** What you will do **
1. Using the passage on YAG laser treatment below, say whether each statement agrees with it: (a) the posterior capsule holds the intraocular lens in place, (b) the opening made by the YAG laser usually has to be made again later, and (c) clouding of the capsule is more likely in young patients. Answer yes or no for each and quote the exact words of the passage that decide it.
2. List every activity that the passage on YAG laser treatment below says has no restrictions following the treatment.

** Source passage **
YAG Laser Treatment

A cataract is the clouding of the natural human lens. The human lens is encased by a delicate clear membrane called the "capsule". With modern microincision cataract surgery, a round opening is made in the front of the capsule and the cataract is removed through this opening. The back portion of the capsule (known as the posterior capsule) is left in place and used to fixate the intraocular lens in the same location as the natural lens. This membrane, referred to as the posterior capsule, is usually initially clear and transparent like saran wrap.

It is not uncommon after cataract surgery for this initially clear posterior capsule to become cloudy months to years after the surgery. Many patients will never develop this clouding and will never need a YAG Laser. It is more likely to develop in young patients and following the removal of certain type of cataracts. Like a healing response, the tendency for the capsule to later cloud varies with the individual. The intraocular lens implant that Drs. Solway and Rasansky utilize has been shown to decrease frequency of this membrane becoming cloudy and subsequently the need for a YAG Laser treatment.

If your posterior capsule becomes cloudy it will cause a progressive reduction in vision and can mimic a lot of the symptoms you had initially with your cataract (blurred vision, halos, etc). When the posterior capsule becomes so cloudy that it is affecting your vision, a YAG Laser treatment is usually recommended. In the past, the membrane had to be opened with a knife and there were significant risks since the eye was opened. However, with the advent of the YAG Laser treatment the risks have been significantly reduced.

The microscopic light beam of the YAG laser is focused through the transparent cornea onto the cloudy membrane. The laser than creates an opening in the central aspect of the cloudy membrane. Once the opening is created by the laser, it will remain open and should not need to be repeated. There is no potential for infection or wound complications, and no need for reduced physical activities after the laser procedure.

The procedure is performed on an outpatient basis at the Baptist Medical Park ASC. There is no need to change clothing, and there are no restrictions on diet, exercise, reading, or TV following the treatment. Your regular medications, such as pills or eye drops, should be taken at your normal times.

** Recorded data **
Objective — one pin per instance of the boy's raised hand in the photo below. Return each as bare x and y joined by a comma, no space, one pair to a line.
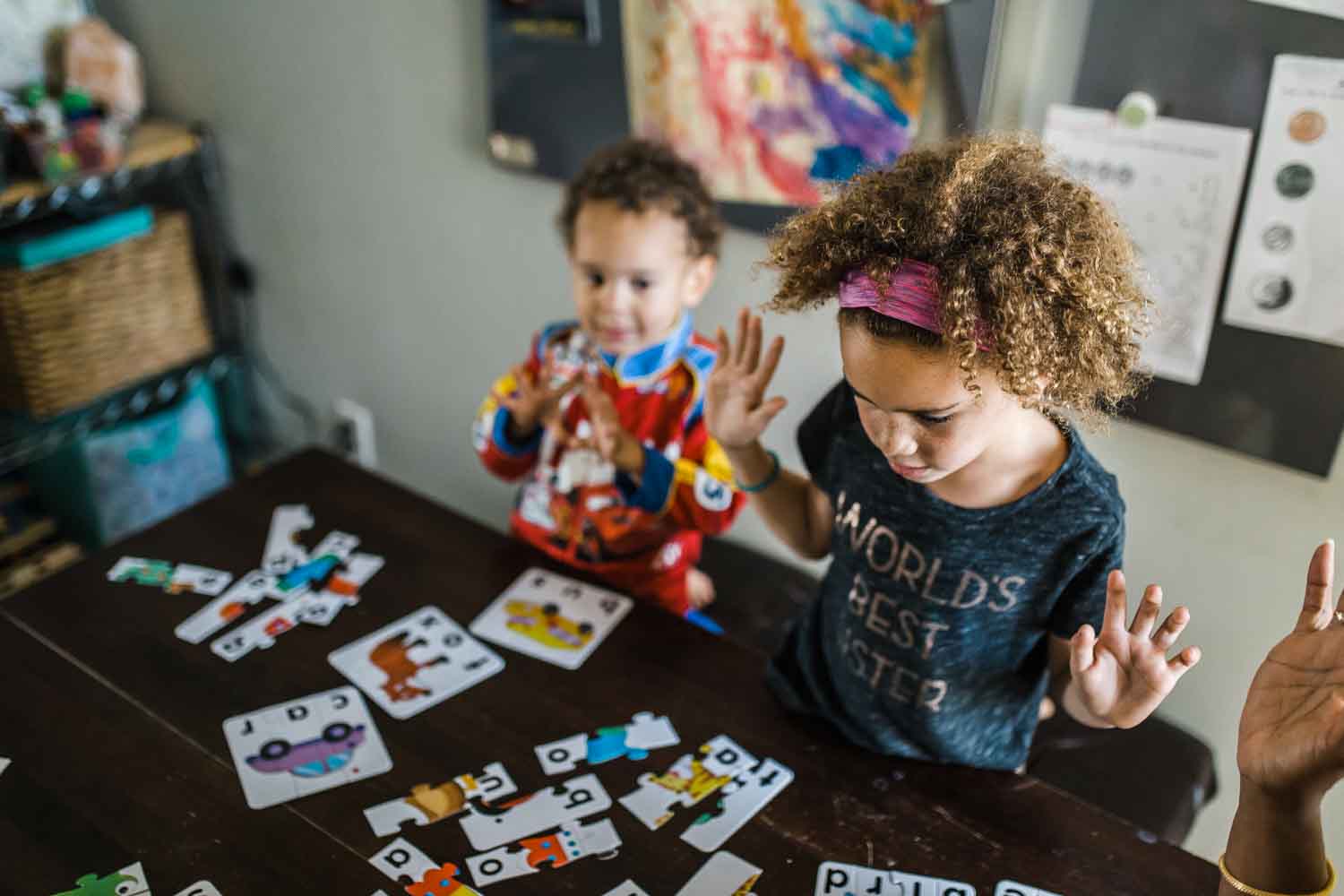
1290,743
609,437
534,401
736,409
1123,675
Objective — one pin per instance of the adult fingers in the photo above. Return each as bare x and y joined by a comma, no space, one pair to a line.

** Solutions to the problems **
1.
(a) Yes: "used to fixate the intraocular lens in the same location as the natural lens"
(b) No: "it will remain open and should not need to be repeated"
(c) Yes: "It is more likely to develop in young patients"

2. Diet, exercise, reading, TV